• Your task
Output the data below exactly as it is, dropping the pictures from your copy.

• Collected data
━━━

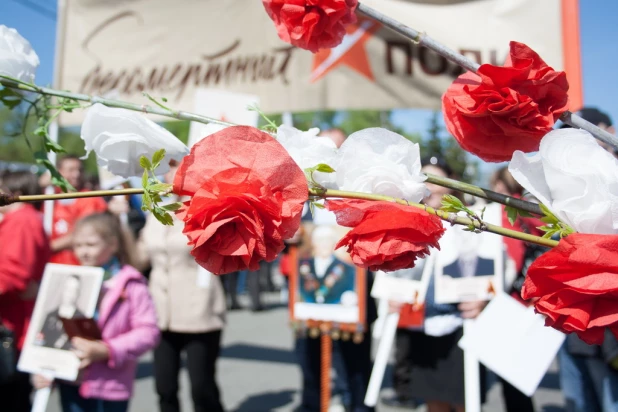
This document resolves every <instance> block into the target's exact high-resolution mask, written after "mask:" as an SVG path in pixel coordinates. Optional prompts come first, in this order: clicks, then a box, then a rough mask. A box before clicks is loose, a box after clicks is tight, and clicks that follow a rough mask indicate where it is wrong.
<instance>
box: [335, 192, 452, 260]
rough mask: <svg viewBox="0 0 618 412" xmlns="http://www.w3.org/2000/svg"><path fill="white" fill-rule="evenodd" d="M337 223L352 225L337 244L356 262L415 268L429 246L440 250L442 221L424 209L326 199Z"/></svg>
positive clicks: (388, 203) (406, 206)
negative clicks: (351, 228) (434, 247)
mask: <svg viewBox="0 0 618 412" xmlns="http://www.w3.org/2000/svg"><path fill="white" fill-rule="evenodd" d="M326 208H327V209H328V210H330V211H332V212H335V215H336V216H337V223H338V224H340V225H342V226H347V227H352V228H353V229H352V230H351V231H349V232H348V233H347V234H346V235H345V236H344V237H343V238H342V239H341V240H340V241H339V243H338V244H337V246H336V248H340V247H342V246H347V250H348V253H349V254H350V257H351V258H352V261H353V262H354V264H355V265H357V266H360V267H364V268H369V269H371V270H384V271H393V270H398V269H405V268H411V267H414V264H415V261H416V259H418V258H423V257H425V256H426V255H427V254H429V247H435V248H437V249H440V246H439V245H438V240H439V239H440V237H442V234H443V233H444V227H443V226H442V221H441V220H440V219H439V218H438V217H437V216H435V215H431V214H429V213H427V212H425V211H424V210H421V209H417V208H414V207H410V206H404V205H400V204H398V203H392V202H373V201H368V200H328V201H327V202H326Z"/></svg>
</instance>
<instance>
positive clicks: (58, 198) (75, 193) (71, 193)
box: [0, 189, 144, 206]
mask: <svg viewBox="0 0 618 412" xmlns="http://www.w3.org/2000/svg"><path fill="white" fill-rule="evenodd" d="M143 193H144V189H116V190H93V191H90V192H71V193H54V194H49V195H28V196H12V195H10V194H7V193H0V206H6V205H10V204H12V203H17V202H26V203H30V202H42V201H44V200H61V199H80V198H84V197H105V196H122V195H140V194H143Z"/></svg>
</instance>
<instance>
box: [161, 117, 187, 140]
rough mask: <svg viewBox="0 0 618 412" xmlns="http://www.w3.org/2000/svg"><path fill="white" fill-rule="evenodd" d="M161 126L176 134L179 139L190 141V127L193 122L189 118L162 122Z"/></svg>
mask: <svg viewBox="0 0 618 412" xmlns="http://www.w3.org/2000/svg"><path fill="white" fill-rule="evenodd" d="M161 126H162V127H163V128H164V129H166V130H167V131H168V132H170V133H171V134H173V135H174V136H176V137H177V138H178V140H180V141H181V142H183V143H184V144H187V143H188V142H189V129H190V128H191V122H189V121H187V120H171V121H169V122H162V123H161Z"/></svg>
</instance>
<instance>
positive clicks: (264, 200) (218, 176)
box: [174, 126, 308, 275]
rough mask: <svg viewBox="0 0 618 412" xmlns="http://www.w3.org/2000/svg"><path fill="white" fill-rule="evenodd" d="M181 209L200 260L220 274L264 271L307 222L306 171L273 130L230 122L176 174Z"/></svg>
mask: <svg viewBox="0 0 618 412" xmlns="http://www.w3.org/2000/svg"><path fill="white" fill-rule="evenodd" d="M174 193H176V194H178V195H180V196H191V199H190V200H189V201H187V202H185V203H184V205H183V207H182V208H181V209H180V210H179V211H178V212H177V214H178V217H179V218H180V219H182V220H183V221H184V223H185V228H184V230H183V233H184V234H186V235H187V237H188V238H189V245H191V246H192V247H193V250H192V251H191V254H192V255H193V256H194V257H195V260H196V261H197V263H198V264H200V265H201V266H203V267H204V268H206V269H207V270H209V271H211V272H212V273H214V274H217V275H218V274H223V273H229V272H233V271H237V270H243V269H250V270H257V269H258V268H259V262H260V261H261V260H266V261H272V260H274V259H275V257H276V256H277V254H278V253H279V252H281V250H283V247H284V244H283V240H284V239H289V238H291V237H292V236H294V234H295V233H296V231H297V230H298V228H299V227H300V217H301V214H302V209H303V204H304V203H305V201H306V200H307V197H308V188H307V181H306V179H305V175H304V173H303V171H302V170H300V168H299V167H298V166H297V165H296V163H295V162H294V160H293V159H292V158H291V157H290V156H289V155H288V153H287V152H286V150H285V149H284V148H283V146H281V145H280V144H279V143H278V142H277V141H276V140H274V139H273V138H272V137H271V136H269V135H268V134H266V133H264V132H262V131H260V130H258V129H256V128H253V127H246V126H234V127H228V128H225V129H223V130H221V131H220V132H217V133H215V134H212V135H210V136H208V137H207V138H205V139H203V140H201V141H200V142H198V143H197V144H195V146H193V148H192V149H191V153H190V154H189V155H188V156H186V157H185V158H184V159H183V161H182V163H181V164H180V166H179V167H178V171H177V172H176V177H175V179H174Z"/></svg>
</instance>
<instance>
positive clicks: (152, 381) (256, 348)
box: [47, 293, 564, 412]
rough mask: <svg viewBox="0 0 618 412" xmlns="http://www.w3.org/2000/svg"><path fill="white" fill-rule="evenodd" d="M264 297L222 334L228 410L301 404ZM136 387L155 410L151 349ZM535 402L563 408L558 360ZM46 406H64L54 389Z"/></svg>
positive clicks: (282, 319) (562, 399) (272, 407)
mask: <svg viewBox="0 0 618 412" xmlns="http://www.w3.org/2000/svg"><path fill="white" fill-rule="evenodd" d="M241 298H244V297H242V296H241ZM264 300H265V301H266V302H267V303H268V305H267V308H268V309H267V310H265V311H263V312H258V313H253V312H251V311H248V310H241V311H234V312H230V313H229V316H228V326H227V328H226V330H225V332H224V335H223V340H224V343H223V352H222V356H221V358H220V360H219V363H218V382H219V386H220V389H221V392H222V396H223V402H224V406H225V408H226V410H227V411H238V412H267V411H293V410H294V408H295V407H297V406H298V404H299V390H300V387H301V376H300V370H299V368H298V366H297V364H296V360H295V355H294V352H293V342H294V341H293V335H292V331H291V329H290V328H289V326H288V314H287V309H286V308H285V307H284V306H282V305H280V304H279V296H278V294H274V293H273V294H267V295H266V296H265V299H264ZM241 302H243V301H241ZM374 347H375V345H374ZM387 375H388V371H387ZM135 389H136V390H135V395H134V397H133V399H132V400H131V406H130V411H131V412H154V411H157V397H156V393H155V391H154V379H153V377H152V363H151V356H150V354H148V355H146V356H144V358H143V359H142V362H141V363H140V367H139V370H138V378H137V382H136V388H135ZM391 394H392V389H391V384H390V379H388V377H387V380H386V382H385V384H384V388H383V390H382V396H383V397H384V396H390V395H391ZM180 397H181V402H182V405H183V411H192V410H193V408H192V406H191V401H190V399H191V398H190V393H189V382H188V378H187V374H186V371H185V370H183V372H182V374H181V393H180ZM534 401H535V405H536V409H537V411H543V412H561V411H564V398H563V397H562V394H561V392H560V388H559V385H558V374H557V369H556V366H555V365H554V366H553V367H552V368H551V369H550V371H549V372H548V373H547V375H546V376H545V379H544V380H543V381H542V383H541V386H540V388H539V389H538V391H537V393H536V394H535V396H534ZM377 410H378V412H396V411H403V410H404V409H395V408H388V407H386V406H384V405H378V408H377ZM409 410H410V409H409ZM424 410H425V408H424V407H423V406H420V407H419V408H417V409H416V411H417V412H421V411H424ZM503 410H504V408H503V406H502V399H501V397H500V384H499V383H497V382H495V383H494V384H493V385H492V387H491V390H490V392H489V396H488V402H487V403H486V405H485V406H484V408H483V411H485V412H501V411H503ZM47 411H48V412H59V411H60V408H59V400H58V397H57V394H56V393H54V394H52V397H51V398H50V401H49V404H48V408H47Z"/></svg>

━━━

• Answer box
This document resolves every <instance> block into the target's exact high-resolution mask, written after "mask:" as an SVG path in pixel coordinates. Optional prompts come first, in this order: clicks, then a box, then a rough mask. A box before clicks is loose, a box after clicks is tight, and clicks that follow a rough mask indicate where it is wrong.
<instance>
box: [335, 192, 452, 260]
rough mask: <svg viewBox="0 0 618 412" xmlns="http://www.w3.org/2000/svg"><path fill="white" fill-rule="evenodd" d="M337 223L352 225L337 244L356 262L415 268L429 246L440 250L442 221L424 209L326 199Z"/></svg>
positive clicks: (388, 203) (406, 206)
negative clicks: (351, 228) (434, 247)
mask: <svg viewBox="0 0 618 412" xmlns="http://www.w3.org/2000/svg"><path fill="white" fill-rule="evenodd" d="M326 208H327V209H328V210H330V211H332V212H335V215H336V216H337V223H338V224H340V225H342V226H347V227H352V228H353V229H352V230H351V231H349V232H348V233H347V234H346V235H345V236H344V237H343V238H342V239H341V240H340V241H339V243H338V244H337V246H336V248H340V247H342V246H347V250H348V253H349V254H350V257H351V258H352V261H353V262H354V264H355V265H357V266H360V267H364V268H369V269H371V270H384V271H393V270H398V269H405V268H411V267H414V264H415V261H416V259H418V258H423V257H425V256H426V255H427V254H429V247H435V248H437V249H440V246H439V245H438V240H439V239H440V237H442V234H443V233H444V227H443V226H442V221H441V220H440V219H439V218H438V217H437V216H435V215H431V214H429V213H427V212H425V211H424V210H421V209H417V208H414V207H410V206H404V205H400V204H398V203H392V202H373V201H368V200H328V201H327V202H326Z"/></svg>
</instance>
<instance>
positive clicks: (58, 198) (75, 193) (71, 193)
box: [0, 189, 144, 206]
mask: <svg viewBox="0 0 618 412" xmlns="http://www.w3.org/2000/svg"><path fill="white" fill-rule="evenodd" d="M143 193H144V189H116V190H93V191H90V192H71V193H54V194H49V195H28V196H12V195H10V194H7V193H0V206H6V205H10V204H12V203H17V202H26V203H30V202H42V201H44V200H61V199H80V198H84V197H105V196H122V195H140V194H143Z"/></svg>
</instance>
<instance>
box: [161, 117, 187, 140]
rough mask: <svg viewBox="0 0 618 412" xmlns="http://www.w3.org/2000/svg"><path fill="white" fill-rule="evenodd" d="M161 126L176 134L179 139L190 141V127L193 122L189 118L162 122Z"/></svg>
mask: <svg viewBox="0 0 618 412" xmlns="http://www.w3.org/2000/svg"><path fill="white" fill-rule="evenodd" d="M161 126H162V127H163V128H164V129H166V130H167V131H168V132H170V133H171V134H173V135H174V136H176V137H177V138H178V140H180V141H181V142H183V143H184V144H187V143H188V142H189V129H190V128H191V122H189V121H187V120H171V121H169V122H162V123H161Z"/></svg>
</instance>
<instance>
positive clicks: (264, 200) (218, 176)
box: [174, 126, 308, 275]
rough mask: <svg viewBox="0 0 618 412" xmlns="http://www.w3.org/2000/svg"><path fill="white" fill-rule="evenodd" d="M181 209L200 260L220 274L264 271L307 222L306 171L273 130L230 122L176 174Z"/></svg>
mask: <svg viewBox="0 0 618 412" xmlns="http://www.w3.org/2000/svg"><path fill="white" fill-rule="evenodd" d="M174 193H176V194H178V195H180V196H191V199H190V200H189V201H187V202H185V203H184V205H183V207H182V208H181V209H180V210H179V211H178V212H177V214H178V217H179V218H180V219H182V220H183V221H184V223H185V228H184V230H183V233H184V234H186V235H187V237H188V238H189V245H191V246H192V247H193V250H192V251H191V254H192V255H193V256H194V257H195V260H196V261H197V263H198V264H200V265H201V266H203V267H204V268H206V269H207V270H209V271H211V272H212V273H214V274H217V275H218V274H223V273H229V272H233V271H237V270H243V269H250V270H257V269H258V268H259V262H260V261H261V260H266V261H272V260H274V259H275V257H276V256H277V254H278V253H279V252H281V250H283V247H284V244H283V240H284V239H289V238H291V237H292V236H294V234H295V233H296V231H297V230H298V228H299V227H300V217H301V214H302V209H303V204H304V203H305V201H306V200H307V197H308V188H307V181H306V179H305V175H304V173H303V171H302V170H300V168H299V167H298V166H297V165H296V163H295V162H294V160H293V159H292V158H291V157H290V156H289V155H288V153H287V152H286V150H285V149H284V148H283V146H281V145H280V144H279V143H278V142H277V141H276V140H274V139H273V138H272V137H271V136H269V135H268V134H266V133H264V132H262V131H260V130H258V129H256V128H253V127H246V126H234V127H228V128H225V129H223V130H221V131H220V132H217V133H215V134H212V135H210V136H208V137H207V138H205V139H203V140H201V141H200V142H198V143H197V144H195V146H193V148H192V149H191V153H190V154H189V155H188V156H186V157H185V158H184V159H183V161H182V163H181V164H180V166H179V167H178V171H177V172H176V177H175V179H174Z"/></svg>
</instance>
<instance>
positive clicks: (152, 381) (256, 348)
box: [47, 293, 564, 412]
rough mask: <svg viewBox="0 0 618 412" xmlns="http://www.w3.org/2000/svg"><path fill="white" fill-rule="evenodd" d="M264 297L222 334L228 410L301 404ZM136 387L155 410L151 349ZM535 402L563 408L558 360ZM46 406H64L54 389Z"/></svg>
positive clicks: (282, 319) (562, 399) (272, 407)
mask: <svg viewBox="0 0 618 412" xmlns="http://www.w3.org/2000/svg"><path fill="white" fill-rule="evenodd" d="M241 298H244V297H242V296H241ZM264 300H265V301H266V302H267V303H268V305H267V308H268V309H267V310H265V311H263V312H258V313H253V312H251V311H248V310H241V311H234V312H230V313H229V316H228V326H227V328H226V330H225V332H224V335H223V340H224V343H223V352H222V356H221V358H220V360H219V363H218V382H219V386H220V389H221V392H222V396H223V402H224V406H225V408H226V410H227V411H238V412H267V411H293V410H294V408H295V407H297V406H298V404H299V390H300V387H301V376H300V370H299V368H298V366H297V364H296V360H295V355H294V352H293V342H294V341H293V335H292V331H291V329H290V328H289V326H288V314H287V309H286V308H285V307H284V306H282V305H280V304H279V296H278V294H274V293H273V294H267V295H266V296H265V299H264ZM241 302H243V301H241ZM374 347H375V345H374ZM387 375H388V371H387ZM135 389H136V390H135V395H134V397H133V399H132V400H131V406H130V411H131V412H154V411H157V397H156V393H155V391H154V379H153V377H152V363H151V356H150V354H148V355H146V356H144V358H143V359H142V362H141V363H140V367H139V370H138V378H137V382H136V388H135ZM391 394H392V389H391V384H390V379H388V377H387V380H386V382H385V384H384V388H383V390H382V396H383V397H384V396H390V395H391ZM180 397H181V402H182V405H183V411H192V410H193V408H192V406H191V401H190V399H191V398H190V393H189V382H188V378H187V374H186V371H185V370H183V372H182V374H181V393H180ZM534 401H535V405H536V409H537V411H543V412H561V411H564V398H563V397H562V394H561V392H560V388H559V385H558V374H557V369H556V366H555V365H554V366H553V367H552V368H551V369H550V371H549V372H548V373H547V375H546V376H545V379H544V380H543V381H542V383H541V386H540V388H539V389H538V391H537V393H536V394H535V396H534ZM377 410H378V412H396V411H403V410H404V409H395V408H388V407H386V406H384V405H378V408H377ZM409 410H410V409H409ZM424 410H425V408H424V407H423V406H420V407H419V408H417V409H416V411H417V412H421V411H424ZM503 410H504V408H503V406H502V399H501V397H500V384H499V383H497V382H495V383H494V384H493V385H492V387H491V390H490V392H489V396H488V402H487V403H486V405H485V406H484V408H483V411H485V412H501V411H503ZM47 411H48V412H59V411H60V408H59V400H58V397H57V394H56V393H54V394H52V397H51V398H50V401H49V404H48V408H47Z"/></svg>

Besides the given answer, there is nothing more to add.